(Region pointing data)
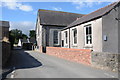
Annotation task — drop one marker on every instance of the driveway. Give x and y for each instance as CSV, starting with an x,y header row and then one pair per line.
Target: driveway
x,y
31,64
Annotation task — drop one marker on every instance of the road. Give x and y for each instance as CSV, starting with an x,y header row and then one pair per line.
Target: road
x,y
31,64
==
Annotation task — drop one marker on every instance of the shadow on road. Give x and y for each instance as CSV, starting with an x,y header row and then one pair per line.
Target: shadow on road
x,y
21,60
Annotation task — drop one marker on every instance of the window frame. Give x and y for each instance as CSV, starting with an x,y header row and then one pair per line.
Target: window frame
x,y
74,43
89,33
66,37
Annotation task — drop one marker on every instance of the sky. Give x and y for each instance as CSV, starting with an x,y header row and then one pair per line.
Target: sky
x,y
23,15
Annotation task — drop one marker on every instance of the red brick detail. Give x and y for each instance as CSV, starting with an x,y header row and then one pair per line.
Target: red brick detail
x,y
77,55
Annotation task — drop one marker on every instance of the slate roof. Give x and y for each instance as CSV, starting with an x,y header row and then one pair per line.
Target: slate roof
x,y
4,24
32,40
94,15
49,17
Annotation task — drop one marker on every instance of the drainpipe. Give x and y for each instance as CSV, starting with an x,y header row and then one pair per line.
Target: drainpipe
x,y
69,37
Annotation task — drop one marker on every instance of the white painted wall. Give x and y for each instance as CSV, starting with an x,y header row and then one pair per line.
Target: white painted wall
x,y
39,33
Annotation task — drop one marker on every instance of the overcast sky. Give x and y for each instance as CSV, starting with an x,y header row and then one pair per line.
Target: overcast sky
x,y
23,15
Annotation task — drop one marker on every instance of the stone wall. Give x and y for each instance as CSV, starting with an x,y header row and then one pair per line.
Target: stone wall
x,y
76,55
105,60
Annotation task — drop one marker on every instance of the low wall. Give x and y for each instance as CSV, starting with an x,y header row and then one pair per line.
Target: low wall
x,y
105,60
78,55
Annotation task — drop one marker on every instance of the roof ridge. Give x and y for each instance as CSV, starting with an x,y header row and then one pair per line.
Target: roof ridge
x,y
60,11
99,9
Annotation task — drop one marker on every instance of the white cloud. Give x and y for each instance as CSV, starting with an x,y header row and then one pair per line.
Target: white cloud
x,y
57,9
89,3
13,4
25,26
...
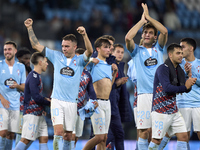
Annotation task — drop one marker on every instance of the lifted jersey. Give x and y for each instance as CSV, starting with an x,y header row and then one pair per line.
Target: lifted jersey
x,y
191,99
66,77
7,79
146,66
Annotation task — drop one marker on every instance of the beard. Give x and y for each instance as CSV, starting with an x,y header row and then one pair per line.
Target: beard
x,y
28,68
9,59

▶ _Exercise requirements_:
Transcribe the records above exactly, beginning at the line that contains "Target: drainpipe" and ending with the line that contains "of the stone", both included, and nothing else.

▶ _Answer space_:
Target: drainpipe
x,y
69,37
Annotation task — drop one marker on every instance of the white painted wall. Give x and y for each instance as CSV, starting with an x,y header row and then one pair per line.
Target: white painted wall
x,y
39,33
Annotation task — drop one marker on every instance of the overcast sky. Give x and y for each instance as CSV, starting with an x,y header row and then one pair per line.
Target: overcast sky
x,y
23,15
Annotation task — drop one marker on every instance of the stone wall. Give x and y for each instance as CSV, starting with an x,y header row and then one pair per line.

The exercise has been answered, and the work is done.